══ Record excerpts ══

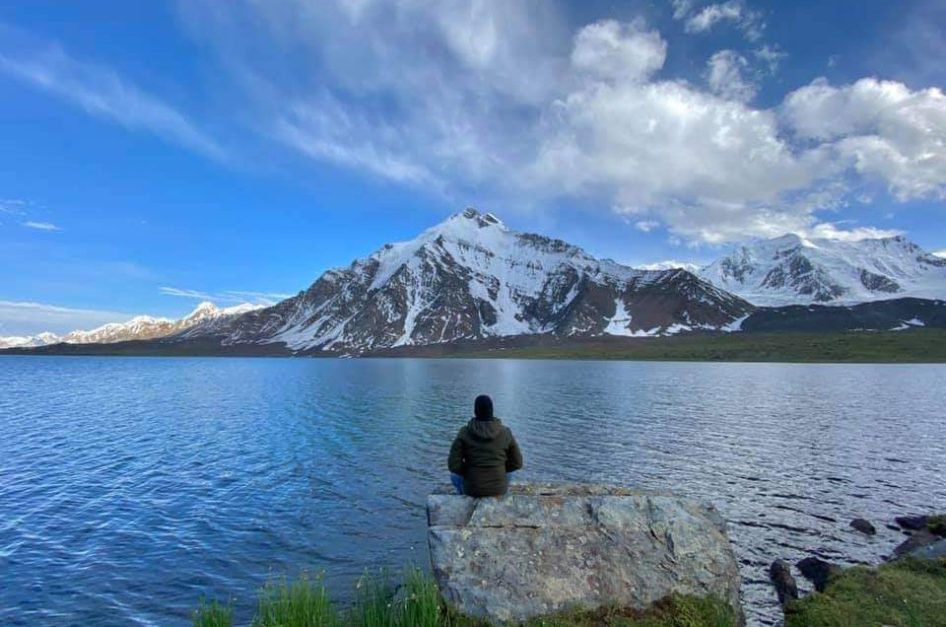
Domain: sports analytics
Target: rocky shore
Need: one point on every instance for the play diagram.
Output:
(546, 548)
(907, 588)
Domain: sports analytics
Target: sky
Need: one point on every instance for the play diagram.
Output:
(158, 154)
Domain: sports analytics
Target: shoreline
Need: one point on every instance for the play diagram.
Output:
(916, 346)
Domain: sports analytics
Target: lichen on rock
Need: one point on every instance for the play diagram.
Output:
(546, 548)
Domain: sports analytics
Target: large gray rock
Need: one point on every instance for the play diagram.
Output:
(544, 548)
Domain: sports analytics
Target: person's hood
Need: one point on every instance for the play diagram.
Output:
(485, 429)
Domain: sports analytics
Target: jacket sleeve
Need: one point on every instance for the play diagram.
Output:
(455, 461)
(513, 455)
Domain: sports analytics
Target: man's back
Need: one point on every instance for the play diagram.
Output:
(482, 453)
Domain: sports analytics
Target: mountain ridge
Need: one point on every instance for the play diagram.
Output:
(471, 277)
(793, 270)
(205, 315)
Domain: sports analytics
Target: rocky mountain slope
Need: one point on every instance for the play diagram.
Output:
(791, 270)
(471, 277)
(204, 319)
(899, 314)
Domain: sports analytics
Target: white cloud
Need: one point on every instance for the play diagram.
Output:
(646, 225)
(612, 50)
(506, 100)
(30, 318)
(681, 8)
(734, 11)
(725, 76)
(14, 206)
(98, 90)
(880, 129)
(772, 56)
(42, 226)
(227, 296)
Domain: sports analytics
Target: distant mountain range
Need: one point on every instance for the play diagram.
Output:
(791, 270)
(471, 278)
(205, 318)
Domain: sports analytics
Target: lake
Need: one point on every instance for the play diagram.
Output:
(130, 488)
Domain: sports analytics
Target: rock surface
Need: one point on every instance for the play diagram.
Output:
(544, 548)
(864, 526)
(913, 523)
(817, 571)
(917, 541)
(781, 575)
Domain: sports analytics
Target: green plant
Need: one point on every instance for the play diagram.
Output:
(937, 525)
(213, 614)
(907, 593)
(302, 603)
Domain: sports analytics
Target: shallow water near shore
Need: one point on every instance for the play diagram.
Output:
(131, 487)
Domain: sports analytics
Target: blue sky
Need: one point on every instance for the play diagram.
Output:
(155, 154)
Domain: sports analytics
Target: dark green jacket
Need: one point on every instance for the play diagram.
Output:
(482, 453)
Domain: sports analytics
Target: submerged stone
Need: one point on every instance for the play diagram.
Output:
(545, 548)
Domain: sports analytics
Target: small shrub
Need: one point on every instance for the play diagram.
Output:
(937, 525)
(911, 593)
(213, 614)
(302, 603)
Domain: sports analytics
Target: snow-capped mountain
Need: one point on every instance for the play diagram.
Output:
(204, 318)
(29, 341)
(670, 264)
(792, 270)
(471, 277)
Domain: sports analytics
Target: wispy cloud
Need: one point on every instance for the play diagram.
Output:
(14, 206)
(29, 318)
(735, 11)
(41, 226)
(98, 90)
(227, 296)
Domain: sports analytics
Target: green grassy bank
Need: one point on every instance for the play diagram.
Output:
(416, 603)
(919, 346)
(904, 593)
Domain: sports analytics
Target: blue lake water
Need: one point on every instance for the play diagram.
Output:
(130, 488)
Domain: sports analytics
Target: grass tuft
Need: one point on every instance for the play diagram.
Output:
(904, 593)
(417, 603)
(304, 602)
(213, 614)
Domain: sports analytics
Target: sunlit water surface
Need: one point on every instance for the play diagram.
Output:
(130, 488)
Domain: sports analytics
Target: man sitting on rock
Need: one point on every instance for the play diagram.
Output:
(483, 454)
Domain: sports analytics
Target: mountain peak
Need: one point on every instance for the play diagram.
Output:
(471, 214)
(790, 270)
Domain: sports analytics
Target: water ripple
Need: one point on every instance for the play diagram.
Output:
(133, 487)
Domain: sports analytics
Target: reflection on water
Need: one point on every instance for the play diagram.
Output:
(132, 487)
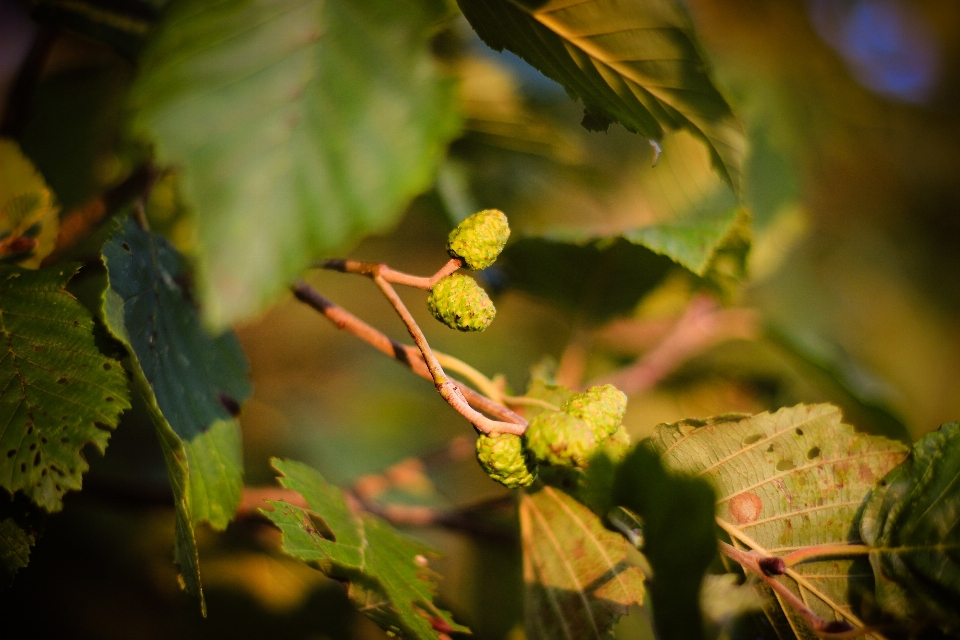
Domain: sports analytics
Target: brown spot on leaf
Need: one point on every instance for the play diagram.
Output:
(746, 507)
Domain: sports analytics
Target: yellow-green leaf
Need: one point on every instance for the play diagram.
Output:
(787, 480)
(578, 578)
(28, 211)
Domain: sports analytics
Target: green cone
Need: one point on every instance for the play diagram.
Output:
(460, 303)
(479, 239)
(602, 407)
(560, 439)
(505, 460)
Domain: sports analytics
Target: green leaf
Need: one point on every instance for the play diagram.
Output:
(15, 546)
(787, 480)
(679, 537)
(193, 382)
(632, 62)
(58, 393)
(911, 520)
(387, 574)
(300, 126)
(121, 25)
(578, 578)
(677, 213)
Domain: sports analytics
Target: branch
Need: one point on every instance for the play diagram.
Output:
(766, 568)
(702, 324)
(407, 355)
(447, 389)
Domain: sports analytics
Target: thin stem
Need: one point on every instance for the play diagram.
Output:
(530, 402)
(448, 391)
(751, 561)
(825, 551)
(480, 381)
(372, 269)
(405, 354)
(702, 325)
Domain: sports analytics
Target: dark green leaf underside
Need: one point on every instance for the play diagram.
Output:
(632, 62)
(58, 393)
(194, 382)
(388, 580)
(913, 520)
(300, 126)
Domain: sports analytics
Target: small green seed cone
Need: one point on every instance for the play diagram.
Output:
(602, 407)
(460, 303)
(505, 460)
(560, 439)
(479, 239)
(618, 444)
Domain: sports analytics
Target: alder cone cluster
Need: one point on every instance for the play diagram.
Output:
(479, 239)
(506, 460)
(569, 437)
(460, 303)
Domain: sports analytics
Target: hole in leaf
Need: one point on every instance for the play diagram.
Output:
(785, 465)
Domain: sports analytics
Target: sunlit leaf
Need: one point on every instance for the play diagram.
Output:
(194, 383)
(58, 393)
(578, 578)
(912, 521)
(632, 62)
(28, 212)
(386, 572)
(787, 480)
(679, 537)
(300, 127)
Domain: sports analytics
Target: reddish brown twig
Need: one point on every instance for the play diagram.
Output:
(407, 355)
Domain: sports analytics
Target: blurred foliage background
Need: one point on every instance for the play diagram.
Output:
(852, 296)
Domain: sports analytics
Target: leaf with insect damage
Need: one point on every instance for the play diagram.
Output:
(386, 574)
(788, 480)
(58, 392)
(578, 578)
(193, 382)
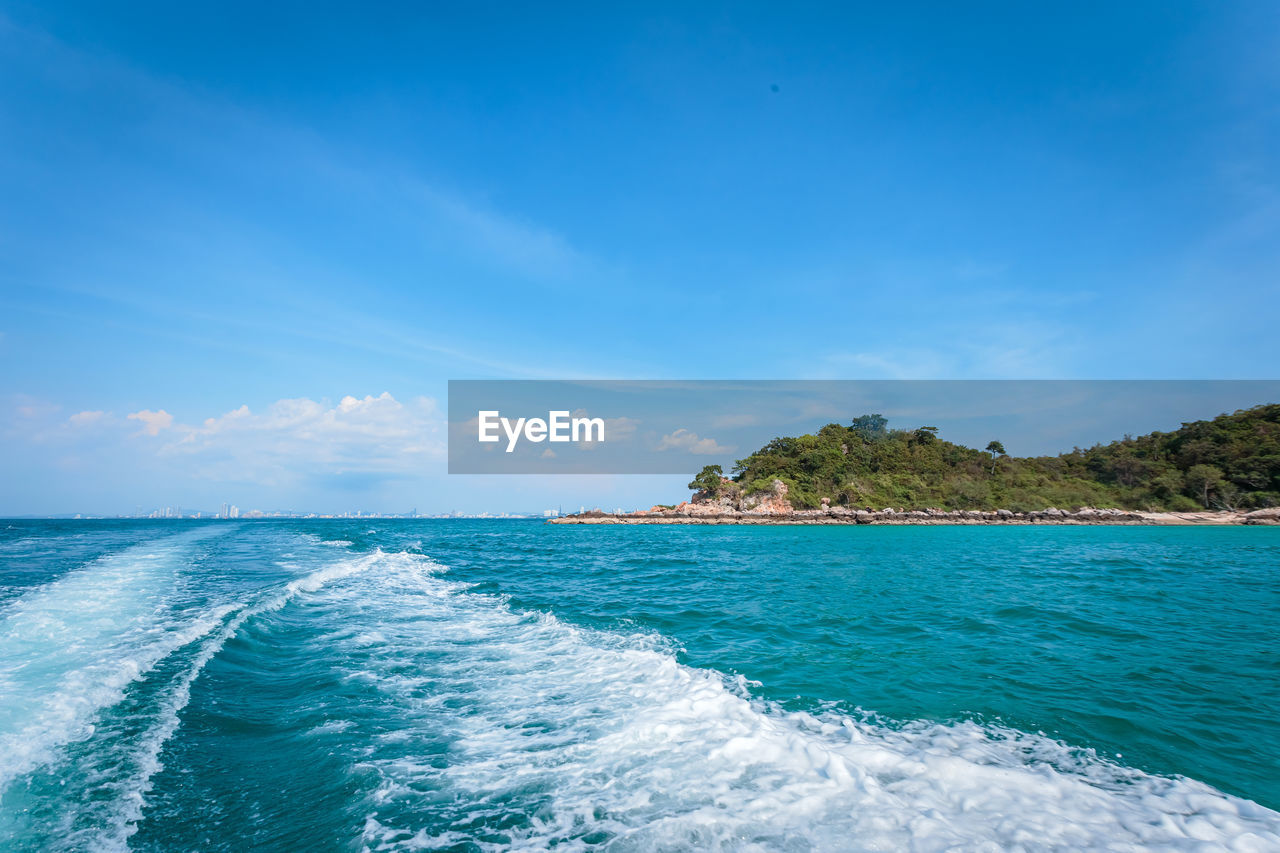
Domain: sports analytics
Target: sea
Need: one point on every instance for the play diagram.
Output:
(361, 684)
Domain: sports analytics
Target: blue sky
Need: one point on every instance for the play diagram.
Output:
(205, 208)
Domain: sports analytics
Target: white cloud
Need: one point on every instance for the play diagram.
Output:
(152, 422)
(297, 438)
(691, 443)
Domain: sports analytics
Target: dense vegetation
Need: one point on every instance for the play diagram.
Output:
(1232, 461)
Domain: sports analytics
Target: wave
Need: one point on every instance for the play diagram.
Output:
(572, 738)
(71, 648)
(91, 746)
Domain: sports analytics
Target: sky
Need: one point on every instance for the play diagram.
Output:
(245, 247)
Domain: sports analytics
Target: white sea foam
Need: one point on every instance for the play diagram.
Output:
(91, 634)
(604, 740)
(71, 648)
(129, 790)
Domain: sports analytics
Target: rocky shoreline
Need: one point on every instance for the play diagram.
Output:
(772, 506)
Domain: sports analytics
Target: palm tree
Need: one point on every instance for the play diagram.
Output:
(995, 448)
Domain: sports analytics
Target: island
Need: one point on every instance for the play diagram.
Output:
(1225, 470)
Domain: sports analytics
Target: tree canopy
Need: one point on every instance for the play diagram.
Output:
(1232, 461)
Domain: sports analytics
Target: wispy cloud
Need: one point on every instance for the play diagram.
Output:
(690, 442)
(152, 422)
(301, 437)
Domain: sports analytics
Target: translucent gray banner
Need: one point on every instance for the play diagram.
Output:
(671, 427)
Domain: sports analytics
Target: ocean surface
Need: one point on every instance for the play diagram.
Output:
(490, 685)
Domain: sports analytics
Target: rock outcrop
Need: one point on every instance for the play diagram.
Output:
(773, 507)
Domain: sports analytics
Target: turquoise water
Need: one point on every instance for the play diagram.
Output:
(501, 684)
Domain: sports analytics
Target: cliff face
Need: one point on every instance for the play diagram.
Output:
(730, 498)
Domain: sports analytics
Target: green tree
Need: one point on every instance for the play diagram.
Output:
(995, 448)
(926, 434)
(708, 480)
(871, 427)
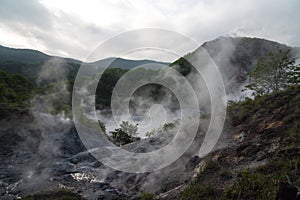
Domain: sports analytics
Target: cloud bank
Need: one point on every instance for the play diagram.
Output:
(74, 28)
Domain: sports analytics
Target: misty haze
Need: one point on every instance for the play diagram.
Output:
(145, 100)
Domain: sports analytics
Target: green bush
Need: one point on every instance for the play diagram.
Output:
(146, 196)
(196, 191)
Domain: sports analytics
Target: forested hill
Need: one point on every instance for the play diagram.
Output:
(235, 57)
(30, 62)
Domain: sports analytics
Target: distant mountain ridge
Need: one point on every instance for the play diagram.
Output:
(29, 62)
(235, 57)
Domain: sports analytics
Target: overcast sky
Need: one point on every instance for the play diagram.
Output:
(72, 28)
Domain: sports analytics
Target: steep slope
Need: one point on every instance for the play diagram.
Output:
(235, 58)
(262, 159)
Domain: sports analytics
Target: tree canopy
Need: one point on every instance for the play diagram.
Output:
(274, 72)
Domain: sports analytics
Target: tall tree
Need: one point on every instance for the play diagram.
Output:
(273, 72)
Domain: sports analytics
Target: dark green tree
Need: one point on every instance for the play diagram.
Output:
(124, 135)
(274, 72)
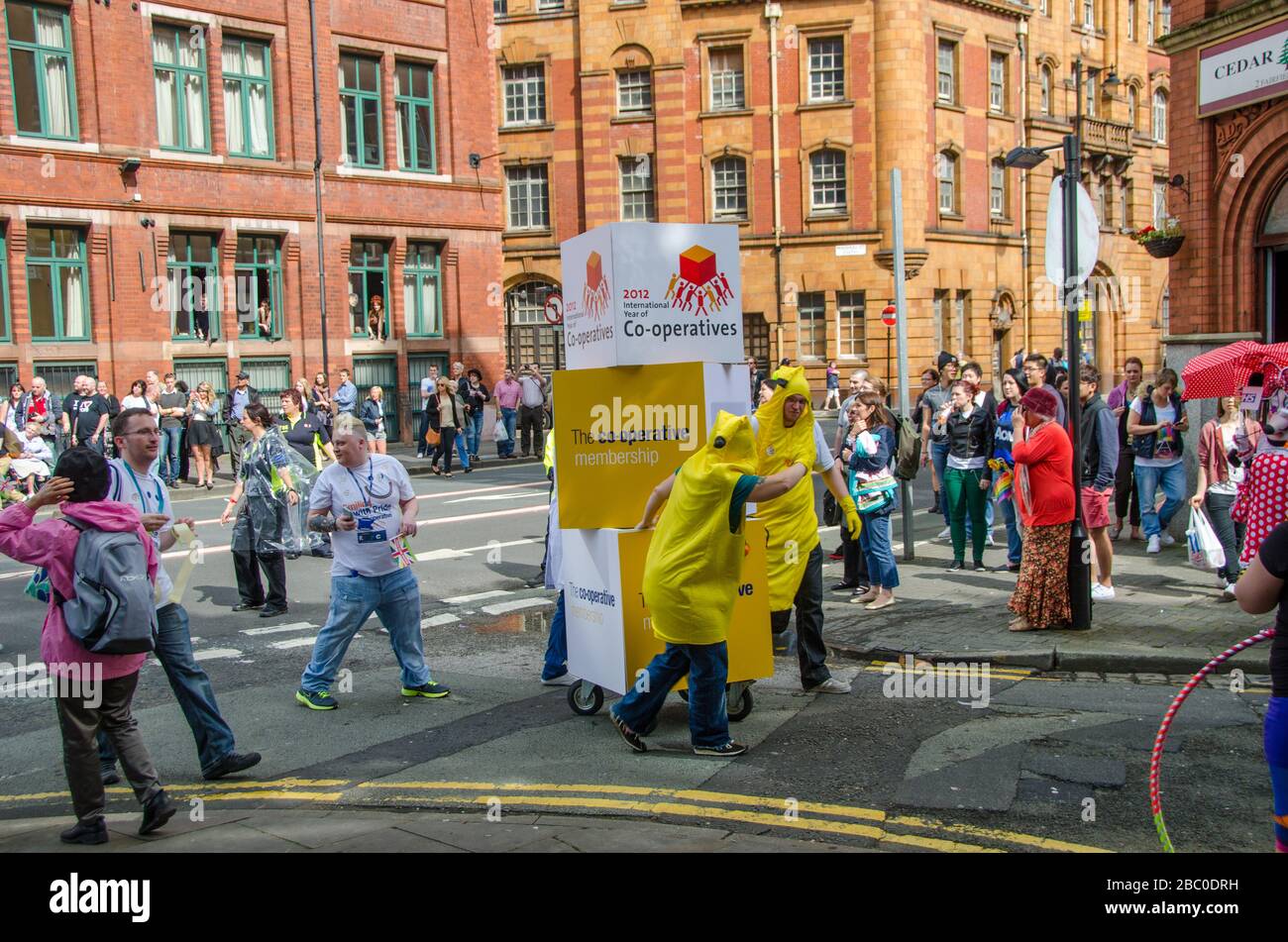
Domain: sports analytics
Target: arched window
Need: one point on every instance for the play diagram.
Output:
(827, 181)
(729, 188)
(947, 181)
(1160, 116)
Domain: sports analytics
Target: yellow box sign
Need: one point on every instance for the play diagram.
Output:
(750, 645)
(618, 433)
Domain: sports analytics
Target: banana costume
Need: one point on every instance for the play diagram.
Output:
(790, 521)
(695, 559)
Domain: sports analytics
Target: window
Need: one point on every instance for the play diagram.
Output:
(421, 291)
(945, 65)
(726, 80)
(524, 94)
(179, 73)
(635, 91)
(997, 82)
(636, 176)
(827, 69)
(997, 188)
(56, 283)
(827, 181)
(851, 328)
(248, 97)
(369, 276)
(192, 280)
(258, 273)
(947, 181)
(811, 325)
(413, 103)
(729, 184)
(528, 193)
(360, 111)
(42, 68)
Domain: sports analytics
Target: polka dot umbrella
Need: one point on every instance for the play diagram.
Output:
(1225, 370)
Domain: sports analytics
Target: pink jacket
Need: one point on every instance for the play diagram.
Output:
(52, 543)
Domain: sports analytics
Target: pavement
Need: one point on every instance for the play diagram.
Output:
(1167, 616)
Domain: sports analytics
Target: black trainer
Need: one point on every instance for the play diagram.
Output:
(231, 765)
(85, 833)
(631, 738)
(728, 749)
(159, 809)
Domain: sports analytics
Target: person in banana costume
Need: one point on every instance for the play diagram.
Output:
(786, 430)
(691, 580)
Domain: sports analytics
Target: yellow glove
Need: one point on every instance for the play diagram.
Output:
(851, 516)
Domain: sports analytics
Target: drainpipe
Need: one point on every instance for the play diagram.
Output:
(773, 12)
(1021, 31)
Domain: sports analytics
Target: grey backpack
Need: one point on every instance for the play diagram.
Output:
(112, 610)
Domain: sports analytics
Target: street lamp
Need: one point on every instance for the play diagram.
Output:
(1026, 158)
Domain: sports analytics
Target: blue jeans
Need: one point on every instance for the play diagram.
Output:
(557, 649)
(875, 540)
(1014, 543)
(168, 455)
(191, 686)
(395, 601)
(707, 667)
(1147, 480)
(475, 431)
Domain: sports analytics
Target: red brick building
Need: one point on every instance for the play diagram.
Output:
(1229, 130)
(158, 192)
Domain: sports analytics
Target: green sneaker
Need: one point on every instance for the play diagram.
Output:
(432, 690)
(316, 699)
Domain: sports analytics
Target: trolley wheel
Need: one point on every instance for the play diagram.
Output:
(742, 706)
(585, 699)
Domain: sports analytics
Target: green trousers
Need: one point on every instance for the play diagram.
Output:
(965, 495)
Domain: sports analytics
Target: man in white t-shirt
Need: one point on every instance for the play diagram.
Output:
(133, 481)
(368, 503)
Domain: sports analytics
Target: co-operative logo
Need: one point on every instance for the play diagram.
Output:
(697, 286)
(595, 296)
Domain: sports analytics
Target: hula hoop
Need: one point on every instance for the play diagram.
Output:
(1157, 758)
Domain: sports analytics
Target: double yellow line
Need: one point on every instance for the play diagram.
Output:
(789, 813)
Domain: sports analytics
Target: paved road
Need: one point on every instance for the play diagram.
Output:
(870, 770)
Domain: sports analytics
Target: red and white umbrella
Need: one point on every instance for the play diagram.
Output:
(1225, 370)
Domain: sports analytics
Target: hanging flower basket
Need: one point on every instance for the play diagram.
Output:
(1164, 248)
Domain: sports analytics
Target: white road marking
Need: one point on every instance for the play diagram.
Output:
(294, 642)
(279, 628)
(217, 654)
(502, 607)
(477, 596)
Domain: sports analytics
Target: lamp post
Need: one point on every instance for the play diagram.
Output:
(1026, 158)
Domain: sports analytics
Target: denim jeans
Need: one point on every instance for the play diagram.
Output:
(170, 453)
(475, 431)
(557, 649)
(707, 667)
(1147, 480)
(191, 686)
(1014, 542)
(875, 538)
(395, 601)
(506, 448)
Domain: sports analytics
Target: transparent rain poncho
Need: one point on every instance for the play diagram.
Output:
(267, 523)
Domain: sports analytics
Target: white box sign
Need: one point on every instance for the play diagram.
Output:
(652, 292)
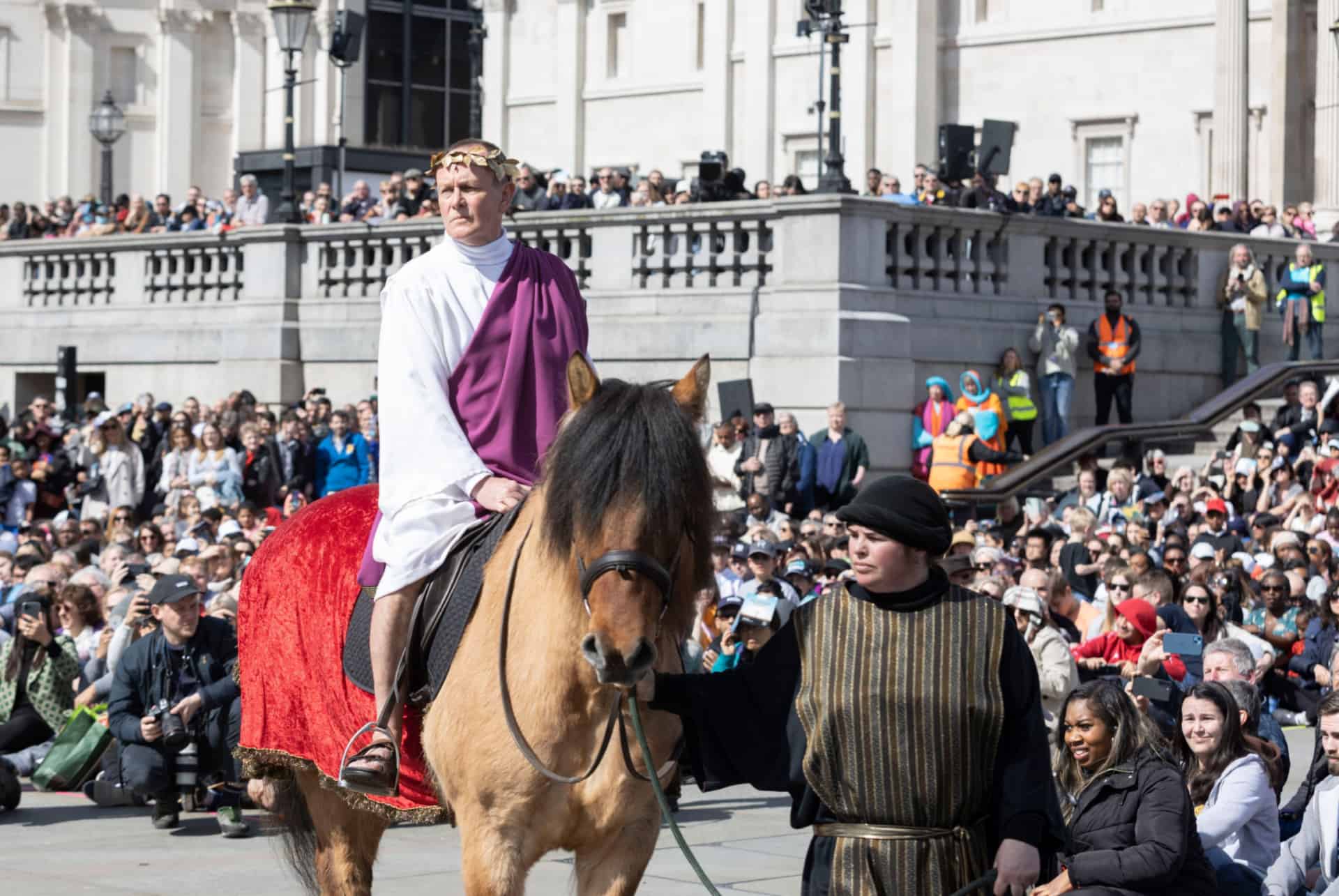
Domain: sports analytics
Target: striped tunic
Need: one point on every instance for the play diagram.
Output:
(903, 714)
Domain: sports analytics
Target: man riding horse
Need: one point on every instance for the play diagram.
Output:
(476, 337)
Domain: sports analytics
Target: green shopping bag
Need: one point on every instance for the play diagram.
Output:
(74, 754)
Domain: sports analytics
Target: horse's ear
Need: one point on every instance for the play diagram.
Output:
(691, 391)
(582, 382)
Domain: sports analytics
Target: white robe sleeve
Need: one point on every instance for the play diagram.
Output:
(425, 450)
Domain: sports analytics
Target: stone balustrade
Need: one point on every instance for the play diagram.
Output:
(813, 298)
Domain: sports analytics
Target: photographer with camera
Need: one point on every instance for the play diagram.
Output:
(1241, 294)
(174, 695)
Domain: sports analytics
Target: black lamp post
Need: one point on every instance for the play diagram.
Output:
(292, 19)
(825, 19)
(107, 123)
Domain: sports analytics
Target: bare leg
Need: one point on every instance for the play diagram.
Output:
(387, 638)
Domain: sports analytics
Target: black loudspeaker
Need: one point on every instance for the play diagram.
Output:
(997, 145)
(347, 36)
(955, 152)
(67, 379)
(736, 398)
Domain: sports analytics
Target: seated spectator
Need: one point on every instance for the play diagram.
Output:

═══

• _Exercise details_
Tally the lines of the material that contain the string "black" and give only that number.

• _Response_
3